(Image-grounded pointing data)
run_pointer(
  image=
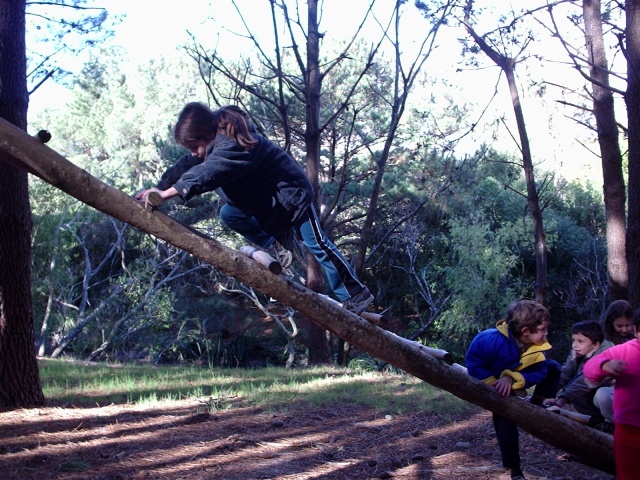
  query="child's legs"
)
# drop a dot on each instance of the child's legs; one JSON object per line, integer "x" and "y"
{"x": 603, "y": 399}
{"x": 626, "y": 450}
{"x": 508, "y": 440}
{"x": 340, "y": 276}
{"x": 245, "y": 225}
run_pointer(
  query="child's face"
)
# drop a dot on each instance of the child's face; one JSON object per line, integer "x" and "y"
{"x": 536, "y": 337}
{"x": 624, "y": 327}
{"x": 582, "y": 345}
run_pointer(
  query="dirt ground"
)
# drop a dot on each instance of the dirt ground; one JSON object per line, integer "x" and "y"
{"x": 186, "y": 441}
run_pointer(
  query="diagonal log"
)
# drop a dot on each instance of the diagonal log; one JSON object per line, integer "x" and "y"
{"x": 25, "y": 152}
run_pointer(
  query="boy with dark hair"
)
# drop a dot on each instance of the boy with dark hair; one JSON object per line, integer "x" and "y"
{"x": 511, "y": 357}
{"x": 587, "y": 341}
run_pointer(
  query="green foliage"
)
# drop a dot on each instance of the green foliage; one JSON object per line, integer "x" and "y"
{"x": 451, "y": 244}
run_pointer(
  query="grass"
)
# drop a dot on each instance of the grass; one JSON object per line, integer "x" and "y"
{"x": 81, "y": 384}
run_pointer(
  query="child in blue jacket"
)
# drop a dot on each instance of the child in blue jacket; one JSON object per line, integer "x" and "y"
{"x": 511, "y": 358}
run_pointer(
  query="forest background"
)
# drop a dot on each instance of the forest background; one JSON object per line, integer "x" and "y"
{"x": 420, "y": 177}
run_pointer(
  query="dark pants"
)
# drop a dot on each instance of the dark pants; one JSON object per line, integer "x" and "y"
{"x": 507, "y": 430}
{"x": 341, "y": 277}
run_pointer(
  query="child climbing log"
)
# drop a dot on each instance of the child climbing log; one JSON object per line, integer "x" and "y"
{"x": 19, "y": 149}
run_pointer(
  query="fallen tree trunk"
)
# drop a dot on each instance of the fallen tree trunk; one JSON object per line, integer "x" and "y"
{"x": 23, "y": 151}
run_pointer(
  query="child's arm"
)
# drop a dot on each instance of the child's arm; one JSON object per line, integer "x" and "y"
{"x": 503, "y": 385}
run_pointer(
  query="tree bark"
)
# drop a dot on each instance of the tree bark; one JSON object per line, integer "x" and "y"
{"x": 611, "y": 157}
{"x": 632, "y": 99}
{"x": 317, "y": 343}
{"x": 19, "y": 375}
{"x": 577, "y": 439}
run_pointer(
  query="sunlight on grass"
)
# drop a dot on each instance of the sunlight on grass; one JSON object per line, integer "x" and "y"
{"x": 270, "y": 388}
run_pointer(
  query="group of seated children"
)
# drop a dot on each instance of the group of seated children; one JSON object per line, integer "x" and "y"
{"x": 511, "y": 357}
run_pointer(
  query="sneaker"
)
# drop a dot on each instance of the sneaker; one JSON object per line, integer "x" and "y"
{"x": 359, "y": 302}
{"x": 603, "y": 426}
{"x": 284, "y": 256}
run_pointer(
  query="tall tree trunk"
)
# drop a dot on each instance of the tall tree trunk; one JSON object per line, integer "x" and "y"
{"x": 19, "y": 376}
{"x": 507, "y": 65}
{"x": 318, "y": 346}
{"x": 611, "y": 157}
{"x": 632, "y": 99}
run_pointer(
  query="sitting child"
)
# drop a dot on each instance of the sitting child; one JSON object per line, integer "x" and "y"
{"x": 618, "y": 328}
{"x": 623, "y": 363}
{"x": 510, "y": 357}
{"x": 587, "y": 341}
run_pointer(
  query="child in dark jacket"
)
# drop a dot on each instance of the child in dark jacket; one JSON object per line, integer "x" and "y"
{"x": 587, "y": 342}
{"x": 623, "y": 363}
{"x": 268, "y": 196}
{"x": 511, "y": 357}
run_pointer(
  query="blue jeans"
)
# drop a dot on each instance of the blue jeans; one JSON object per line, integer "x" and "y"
{"x": 340, "y": 276}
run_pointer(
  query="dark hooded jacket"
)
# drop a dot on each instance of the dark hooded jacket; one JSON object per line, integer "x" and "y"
{"x": 264, "y": 182}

TRY IT: Please print each record above again exactly, but omit any pictures.

ANSWER TO THIS EXERCISE:
run_pointer(
  image=
  query="child's legs"
)
# drop a dot on each instance of the child's legs; one JSON object per line, integer "x" and "y"
{"x": 603, "y": 399}
{"x": 626, "y": 450}
{"x": 508, "y": 440}
{"x": 340, "y": 276}
{"x": 245, "y": 225}
run_pointer(
  query="child's face"
)
# drop a dot on each instance of the child's face; one JSON object per line, integer "x" and "y"
{"x": 536, "y": 337}
{"x": 624, "y": 327}
{"x": 582, "y": 345}
run_pointer(
  query="dirt ground"
)
# drop a dot on each instance of the dirt ground; one JSON object per line, integer "x" and "y"
{"x": 186, "y": 441}
run_pointer(
  query="diagonal log"
)
# drop a dot on each instance of the diagonal log; one JSON object per line, integer "x" and "y"
{"x": 25, "y": 152}
run_pointer(
  query="boy with dark hair"
)
# drop a dot on each instance of the boy with dark hair; one JSON object per line, integer "x" and "y"
{"x": 511, "y": 357}
{"x": 587, "y": 341}
run_pointer(
  query="green foliage"
)
# drop a dot on each instance of the green foliage; one JSON object per line, integer "x" and "y"
{"x": 451, "y": 244}
run_pointer(
  query="grass"
)
# drop a dot on each instance of the grass; one JSON object per line, integer "x" and "y"
{"x": 81, "y": 384}
run_pointer(
  query="child in blue jacket"
)
# drop a dot on each instance of the child in blue jacket; one JSON object per line, integer "x" and "y"
{"x": 511, "y": 358}
run_pointer(
  query="forest background"
)
# drop a dot on each instance of the forest background; one JSON object per line, integer "x" and "y"
{"x": 420, "y": 177}
run_pointer(
  query="dark pants"
)
# drop a dot on each instance of the dark pants; one JSON object per line, integer "x" and "y"
{"x": 507, "y": 430}
{"x": 341, "y": 277}
run_pointer(
  query="child climbing log"
)
# drop a dot on each instance of the child climbing log; one JSON object per line, integer "x" and "y"
{"x": 19, "y": 149}
run_pointer(
  query="fallen tree trunk"
)
# drop a dot on each instance of the fallen tree trunk; one JSON object per line, integer "x" and "y"
{"x": 23, "y": 151}
run_pointer(
  query="child's arm"
)
# drop a dot on each instance of the child's arm; one JSON object per line, integer "x" and "y"
{"x": 503, "y": 385}
run_pointer(
  query="tree bark"
)
# drop a dot on each instance of the tree bark; one JSON object per line, integer "x" and "y"
{"x": 611, "y": 157}
{"x": 632, "y": 99}
{"x": 317, "y": 343}
{"x": 19, "y": 375}
{"x": 577, "y": 439}
run_pointer(
  query="sunlight on grass"
)
# drop a dot on each instance of the sunlight on grass; one JSON object per line, integer "x" and "y"
{"x": 270, "y": 388}
run_pointer(
  query="group of seated children"
)
# drop a dot on each instance of the group of seated children; one JSON object per line, integer "x" and "y"
{"x": 511, "y": 357}
run_pointer(
  query="sneaker"
)
# drop a dot on each instance of the sneaker; one JSON object per line, integer "x" and "y"
{"x": 359, "y": 302}
{"x": 603, "y": 426}
{"x": 284, "y": 256}
run_pointer(
  query="tall tree trunk"
)
# drop a dot on each instance of the tall tree trunk; one JSON object per line, integer "x" and "y"
{"x": 19, "y": 376}
{"x": 507, "y": 65}
{"x": 318, "y": 346}
{"x": 611, "y": 157}
{"x": 632, "y": 99}
run_pointer(
  query="sitting child"
)
# drop a dot on each instance of the sitting child; one JSON object per line, integer "x" and "y"
{"x": 618, "y": 328}
{"x": 623, "y": 363}
{"x": 510, "y": 357}
{"x": 587, "y": 341}
run_pointer(
  query="child in dark jacket"
)
# drop a dot on each instance of the child in dark jacket; one JSON object per line, integer "x" and "y"
{"x": 587, "y": 342}
{"x": 623, "y": 363}
{"x": 268, "y": 196}
{"x": 511, "y": 357}
run_pointer(
  query="blue jeans"
)
# drop a dot on each instance of the blue jeans; one JSON object per line, integer "x" and "y"
{"x": 340, "y": 276}
run_pointer(
  query="dark hooded jacket"
)
# drop a dot on each instance of the dark hooded jacket; one JSON object per line, integer "x" and "y"
{"x": 264, "y": 182}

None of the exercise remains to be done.